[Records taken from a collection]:
* * *
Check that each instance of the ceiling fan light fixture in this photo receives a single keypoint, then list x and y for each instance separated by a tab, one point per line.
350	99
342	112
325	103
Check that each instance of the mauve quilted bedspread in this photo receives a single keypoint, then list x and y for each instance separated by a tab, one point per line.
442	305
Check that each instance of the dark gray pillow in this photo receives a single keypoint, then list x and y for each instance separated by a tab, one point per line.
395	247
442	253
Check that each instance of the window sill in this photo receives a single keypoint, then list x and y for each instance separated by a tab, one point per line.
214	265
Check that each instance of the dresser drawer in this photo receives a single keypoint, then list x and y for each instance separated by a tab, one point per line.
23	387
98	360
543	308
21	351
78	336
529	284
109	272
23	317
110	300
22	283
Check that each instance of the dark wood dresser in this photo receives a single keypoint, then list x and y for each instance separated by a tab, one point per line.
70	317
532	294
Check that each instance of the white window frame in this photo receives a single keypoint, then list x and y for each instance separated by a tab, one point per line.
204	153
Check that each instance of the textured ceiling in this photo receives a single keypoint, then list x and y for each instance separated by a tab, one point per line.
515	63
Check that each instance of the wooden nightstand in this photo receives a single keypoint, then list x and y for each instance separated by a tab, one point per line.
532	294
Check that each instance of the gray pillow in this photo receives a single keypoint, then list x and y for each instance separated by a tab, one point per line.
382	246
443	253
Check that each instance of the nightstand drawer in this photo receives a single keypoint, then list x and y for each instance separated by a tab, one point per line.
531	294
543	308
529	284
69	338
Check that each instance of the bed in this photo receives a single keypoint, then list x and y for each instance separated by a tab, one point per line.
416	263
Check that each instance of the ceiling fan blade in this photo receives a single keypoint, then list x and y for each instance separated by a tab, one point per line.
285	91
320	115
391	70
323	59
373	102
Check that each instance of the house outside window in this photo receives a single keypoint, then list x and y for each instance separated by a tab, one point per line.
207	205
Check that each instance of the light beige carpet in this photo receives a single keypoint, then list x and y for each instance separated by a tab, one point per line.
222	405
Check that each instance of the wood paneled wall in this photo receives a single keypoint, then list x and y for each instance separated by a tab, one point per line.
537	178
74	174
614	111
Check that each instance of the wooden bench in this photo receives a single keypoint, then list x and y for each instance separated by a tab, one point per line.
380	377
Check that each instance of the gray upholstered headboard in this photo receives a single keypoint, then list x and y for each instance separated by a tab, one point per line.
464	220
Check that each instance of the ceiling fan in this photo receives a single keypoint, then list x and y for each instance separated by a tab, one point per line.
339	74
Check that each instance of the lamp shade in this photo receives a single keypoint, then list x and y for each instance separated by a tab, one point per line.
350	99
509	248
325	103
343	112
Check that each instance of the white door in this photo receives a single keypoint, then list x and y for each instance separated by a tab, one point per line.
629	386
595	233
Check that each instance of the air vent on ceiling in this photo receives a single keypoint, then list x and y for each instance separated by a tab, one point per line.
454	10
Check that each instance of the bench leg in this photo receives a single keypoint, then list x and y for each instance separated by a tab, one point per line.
* * *
[WHAT YOU SHOULD DO]: Write out all of the data above again, switching every "keypoint" to "marker" and leaving everything else untouched.

[RESULT OF THIS TASK]:
Check that each instance of the ceiling fan light fixture in this photo receives a single marker, then list x and y for each instance separated by a tab, one point per line.
350	99
342	112
325	103
Check that each instance of the mauve quilted bedspread in this photo receives a single marker, then list x and y for each instance separated by a tab, one point per line.
442	305
Check that each instance of the dark gray pillow in this photo receives a single marker, then list x and y for each instance separated by a tab, one point per line.
395	247
442	253
Check that each instance of the window sill in this photo receives a single marker, then list x and y for each instance separated by a tab, one point per line.
214	265
Check that each instance of the dresser drawer in this photo receives a single marker, then list x and y for each instance separated by a tab, one point per line.
23	387
98	360
543	308
21	351
78	336
529	284
109	272
23	317
110	300
22	283
Check that each instance of the dark wood dresser in this photo receives a single marker, then list x and y for each instance separated by a tab, one point per line.
70	317
532	294
Check that each instance of the white window frame in this photo receives a single marker, then list x and y for each instance separated by a tab, one point per line.
204	153
Check that each instance of the textured ceiling in this photo receives a single marker, then list x and y for each instance separated by a tab, one point per line.
515	63
Check that each instance of the wooden nightstand in this photo receives a single marker, then list x and y for each instance separated by a tab, one point per line.
532	294
Check that each instance of the gray pillow in this photo receives a single marker, then list x and y for each instance separated by a tab, one point per line.
382	246
443	253
Check that each instance of the nightstand drawer in this photo receives a single marker, then list x and y for each instance separated by a tab, one point per line.
531	294
543	308
529	284
69	338
Check that each instance of the bed in this photo receives a single marker, then list x and y for each instance separated by a tab, one point per line.
416	263
Check that each instance of the ceiling fan blade in this photo receives a single marker, then list x and y for each instance separated by a tab, one point per line.
285	91
320	115
391	70
323	59
373	102
Check that each instance of the house outside window in this photo receives a single marker, then list x and y for each instance separated by a tab, one point per line.
207	205
Check that each instance of the light beige carpet in this photo receives a single marker, then list x and y for each instance separated by a tab, one point per line.
222	405
Check that each instance of the wood paneled wall in this photo receives a single marker, then list x and y for each instance separated by a tab, one point per line.
537	178
74	174
614	111
Check that each instance of the wooden bench in this photo receives a single marker, then list x and y for each instance separated by a tab, one point per line.
380	377
Check that each instance of the gray upholstered headboard in this photo receives a single marker, then list x and y for each instance separated by a tab, one point per line.
464	220
Check that each instance of the ceiling fan in this photo receives a single marker, then list x and y for each instance separated by a tab, one point per line.
339	74
Check that each instance of the lamp shade in this photo receives a single marker, then list x and y for each instance separated by a tab, one point per line.
350	99
509	248
325	103
343	112
Check that each instance of the white door in this photo receives a single marker, then list x and y for each instance separated by a tab, one point per line.
629	386
595	233
Check that each instance of the air vent on ceiling in this photo receives a single marker, then list x and y for each instance separated by a tab, one point per line.
454	10
Check that each instance of the bench leg in this photo receives a single marker, then list x and y for each instance separated by a tab, one point per line.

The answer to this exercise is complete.